> _WHAT TO WORK ON_:
**A.** According to the article on the Breaux-Nickles broadband bill, which broadband platform is the only one regulated under the Telecommunications Act of 1996?
**B.** Carry on the article about the Breaux-Nickles broadband bill from the end of its last paragraph.

> _PASSAGE FOR REVIEW_:
········
Senator John Breaux (D-LA) and Senator Don Nickles (R-OK) proposed legislation this week that would impose the same regulations on all broadband platforms, whether DSL, cable modem, or wireless. Currently under the Telecommunications Act of 1996, only DSL is regulated because the telephone companies must keep their lines open to competition.

Under the Breaux-Nickles bill, the four "Baby Bell" phone companies would no longer have to share their DSL infrastructure with smaller competitors. The bill's authors say it would "create parity" among broadband providers.

The legislation is reminiscent of the hotly contested Tauzin-Dingell bill, which the House passed in February. Tauzin-Dingell would completely deregulate the Baby Bells. Breaux-Nickles addresses only DSL deregulation and leaves the rest of the Bell infrastructure regulated.

Other Approaches

Opponents of the legislation argue that while Breaux-Nickles purports to create parity of competition, it actually encourages monopolistic behavior. In effect, it could support the same Bell monopoly as Tauzin-Dingell, they say.

"Breaux's bill would give the Bell companies a monopoly over broadband which would undermine competition, eliminate any meaningful role for the states, and threaten the universal service program--all at the expense of the consumer," says H. Russell Frisby, Jr., president of the Competitive Telecommunications Association.
········
> _EXCERPTED DATA_:
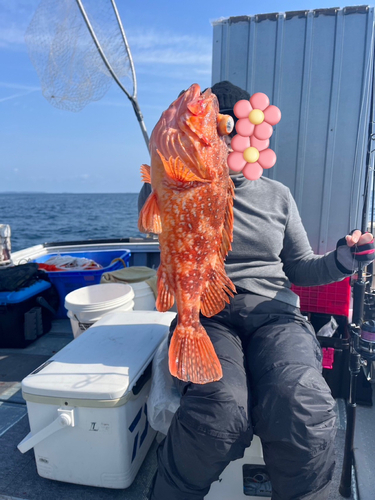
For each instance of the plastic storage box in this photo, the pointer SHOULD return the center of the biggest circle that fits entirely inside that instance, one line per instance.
(87, 405)
(320, 303)
(67, 281)
(326, 299)
(24, 315)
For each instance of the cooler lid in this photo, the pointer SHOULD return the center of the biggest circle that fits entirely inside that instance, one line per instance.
(23, 294)
(105, 361)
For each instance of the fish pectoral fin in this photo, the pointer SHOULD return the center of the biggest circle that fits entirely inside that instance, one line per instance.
(227, 236)
(198, 125)
(146, 173)
(165, 298)
(149, 220)
(192, 356)
(218, 290)
(177, 171)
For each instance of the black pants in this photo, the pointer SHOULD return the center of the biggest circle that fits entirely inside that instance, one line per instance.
(272, 386)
········
> _NUMBERED RESPONSES_:
**A.** DSL

**B.**
Senator Ernest "Fritz" Hollings (D-SC) urged Senate colleagues to oppose Breaux-Nickles. He said members should not be misled by the "Bell claims for parity."

"This legislation is nothing more than a Trojan horse to deregulate the Bells and extend their monopoly," Hollings says. As monopolies until 1996, the Bells sat on such broadband technologies as ISDN and xDSL, Hollings says. That, he argues, quashes Breaux-Nickles's argument that universal and affordable deployment of broadband depends on the Bells' willingness to invest in their infrastructure. They didn't before, and they won't now, Hollings says.

Rural Service Boost

Hollings, a longtime champion of broadband deployment, introduced his own bill Thursday. Called the Broadband and Telecommunications Act of 2002, Hollings says it would get broadband out to "rural and underserved areas of the market" through $4.5 billion in loans and grants. He has scheduled a hearing on broadband deployment in the Senate Commerce Committee on May 22.

Hollings says his vision for the future of broadband includes physicians instantaneously sharing information to provide better patient care, students obtaining current research, and consumers getting access to music and movies. Before that can happen, the remaining 15 percent of residential Internet users without broadband access must be reached, he says.

The legislation Hollings proposes would give underserved areas low-interest loans to upgrade facilities. It would also provide grants to digitize library and museum collections and technical research grants to universities.

Hollings argues that once broadband is made widely available, increased demand will boost the market, enabling 1.5-megabit broadband capabilities to expand to 50- or 100-megabit speeds and finally allowing broadband to reach its full potential.